Extract the complete listing and output it unchanged.

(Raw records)
[Start]

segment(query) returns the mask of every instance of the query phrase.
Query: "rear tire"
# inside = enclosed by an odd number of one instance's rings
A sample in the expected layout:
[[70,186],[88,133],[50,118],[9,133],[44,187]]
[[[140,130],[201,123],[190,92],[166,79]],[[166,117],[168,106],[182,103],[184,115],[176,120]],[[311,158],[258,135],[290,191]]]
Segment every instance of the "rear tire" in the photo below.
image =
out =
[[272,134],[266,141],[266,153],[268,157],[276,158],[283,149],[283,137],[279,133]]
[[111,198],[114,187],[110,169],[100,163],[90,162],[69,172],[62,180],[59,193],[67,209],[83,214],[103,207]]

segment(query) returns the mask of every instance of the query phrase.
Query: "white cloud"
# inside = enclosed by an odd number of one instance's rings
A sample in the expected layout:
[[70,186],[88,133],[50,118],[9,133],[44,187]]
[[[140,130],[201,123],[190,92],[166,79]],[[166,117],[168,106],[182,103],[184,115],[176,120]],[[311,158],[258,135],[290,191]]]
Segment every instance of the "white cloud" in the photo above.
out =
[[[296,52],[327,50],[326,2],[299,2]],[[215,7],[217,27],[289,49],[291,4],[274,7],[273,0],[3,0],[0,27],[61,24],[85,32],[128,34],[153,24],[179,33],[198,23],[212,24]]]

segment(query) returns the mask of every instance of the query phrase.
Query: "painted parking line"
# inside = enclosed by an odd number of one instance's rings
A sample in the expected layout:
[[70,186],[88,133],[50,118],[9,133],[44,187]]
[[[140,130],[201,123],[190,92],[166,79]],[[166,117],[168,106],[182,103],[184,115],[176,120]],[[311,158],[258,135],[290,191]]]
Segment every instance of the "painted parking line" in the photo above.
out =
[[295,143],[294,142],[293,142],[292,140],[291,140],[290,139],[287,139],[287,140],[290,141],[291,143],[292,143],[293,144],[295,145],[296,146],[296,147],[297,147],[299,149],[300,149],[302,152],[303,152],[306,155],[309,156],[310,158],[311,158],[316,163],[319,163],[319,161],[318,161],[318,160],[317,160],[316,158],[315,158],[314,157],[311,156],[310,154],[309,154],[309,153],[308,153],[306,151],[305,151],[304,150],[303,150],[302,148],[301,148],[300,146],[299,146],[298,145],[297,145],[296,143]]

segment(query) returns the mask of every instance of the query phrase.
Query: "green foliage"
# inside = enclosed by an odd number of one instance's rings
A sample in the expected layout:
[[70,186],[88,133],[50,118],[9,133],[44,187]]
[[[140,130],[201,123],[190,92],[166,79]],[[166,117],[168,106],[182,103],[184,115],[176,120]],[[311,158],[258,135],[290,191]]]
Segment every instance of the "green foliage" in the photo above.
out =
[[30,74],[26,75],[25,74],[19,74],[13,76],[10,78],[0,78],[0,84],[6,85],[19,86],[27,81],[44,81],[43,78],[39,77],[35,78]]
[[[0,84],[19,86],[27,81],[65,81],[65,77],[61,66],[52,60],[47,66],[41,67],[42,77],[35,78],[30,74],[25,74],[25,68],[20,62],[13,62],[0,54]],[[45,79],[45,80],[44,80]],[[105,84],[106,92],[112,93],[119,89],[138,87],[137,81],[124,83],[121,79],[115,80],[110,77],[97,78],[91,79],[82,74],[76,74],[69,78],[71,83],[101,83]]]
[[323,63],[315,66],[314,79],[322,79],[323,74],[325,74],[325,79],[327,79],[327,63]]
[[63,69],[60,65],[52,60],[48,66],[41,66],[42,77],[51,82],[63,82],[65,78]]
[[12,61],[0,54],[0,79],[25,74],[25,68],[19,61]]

[End]

**Reply:**
segment(query) returns the mask of every instance of the query phrase.
Query: "rear tire"
# inside = enclosed by an odd number of one instance's rings
A sample in the expected layout:
[[70,186],[88,133],[50,118],[9,133],[44,187]]
[[[140,130],[201,123],[190,92],[166,79]],[[166,117],[168,106],[182,103],[184,115],[176,120]],[[311,158],[258,135],[290,191]]]
Segment every instance of the "rear tire" in the photo below.
image =
out =
[[272,134],[266,141],[266,153],[268,157],[276,158],[283,149],[283,137],[279,133]]
[[111,198],[114,187],[110,169],[100,163],[90,162],[69,172],[62,180],[59,193],[67,209],[83,214],[103,207]]

segment(query) returns the mask of every instance of the query phrase.
Query: "white cloud"
# inside = enclosed by an odd number of one instance's rings
A sample in the expected layout:
[[70,186],[88,133],[50,118],[9,133],[44,187]]
[[[140,130],[201,123],[190,92],[166,79]],[[166,117],[168,106],[182,103],[184,115],[176,120]],[[311,158],[258,135],[290,191]]]
Segment every instance of the "white cloud" in the photo above.
out =
[[[296,52],[327,50],[326,2],[299,2]],[[215,7],[217,27],[289,49],[291,4],[274,7],[273,0],[3,0],[0,27],[61,24],[85,32],[128,34],[153,24],[179,33],[198,23],[212,24]]]

segment(query) returns the mask of every instance of the query phrase.
Query: "painted parking line"
# inside = enclosed by an odd number of one instance's rings
A sample in the expected layout:
[[70,186],[88,133],[50,118],[9,133],[44,187]]
[[[140,130],[201,123],[190,92],[166,79]],[[166,117],[168,106],[182,103],[184,115],[176,120]],[[311,158],[258,135],[290,191]]]
Segment every instance of the "painted parking line" in the photo above.
out =
[[295,143],[294,142],[293,142],[292,140],[291,140],[290,139],[287,139],[287,140],[290,141],[291,143],[292,143],[293,144],[295,145],[296,146],[296,147],[297,147],[299,149],[300,149],[302,152],[303,152],[306,155],[309,156],[310,158],[311,158],[316,163],[319,163],[319,161],[318,161],[318,160],[317,160],[316,158],[315,158],[314,157],[311,156],[310,154],[309,154],[309,153],[308,153],[306,151],[305,151],[304,150],[303,150],[302,148],[301,148],[300,146],[299,146],[298,145],[297,145],[296,143]]

segment(query) returns the mask of every instance of the query phrase.
Query: "green foliage"
# inside = enclosed by an odd number of one instance's rings
A sample in the expected layout:
[[70,186],[88,133],[50,118],[9,133],[44,187]]
[[[140,130],[201,123],[190,92],[166,79]],[[166,117],[168,106],[182,103],[184,115],[176,120]],[[311,158],[258,135],[290,191]]]
Segment every instance of the "green foliage" in the photo above.
out =
[[30,74],[26,75],[25,74],[19,74],[13,76],[10,78],[0,78],[0,84],[6,85],[19,86],[27,81],[44,81],[43,78],[39,77],[35,78]]
[[[0,84],[19,86],[27,81],[65,81],[65,77],[61,66],[52,60],[47,66],[41,67],[42,77],[35,78],[30,74],[25,74],[25,68],[20,62],[13,62],[0,54]],[[45,79],[45,80],[44,80]],[[105,84],[106,92],[112,93],[119,89],[138,87],[137,81],[124,83],[121,79],[115,80],[110,77],[97,78],[91,79],[82,74],[76,74],[69,78],[71,83],[101,83]]]
[[323,63],[315,66],[314,79],[322,79],[323,74],[325,74],[325,79],[327,79],[327,63]]
[[63,69],[60,65],[52,60],[48,66],[41,66],[42,77],[51,82],[63,82],[65,78]]
[[12,61],[0,54],[0,79],[25,74],[25,68],[19,61]]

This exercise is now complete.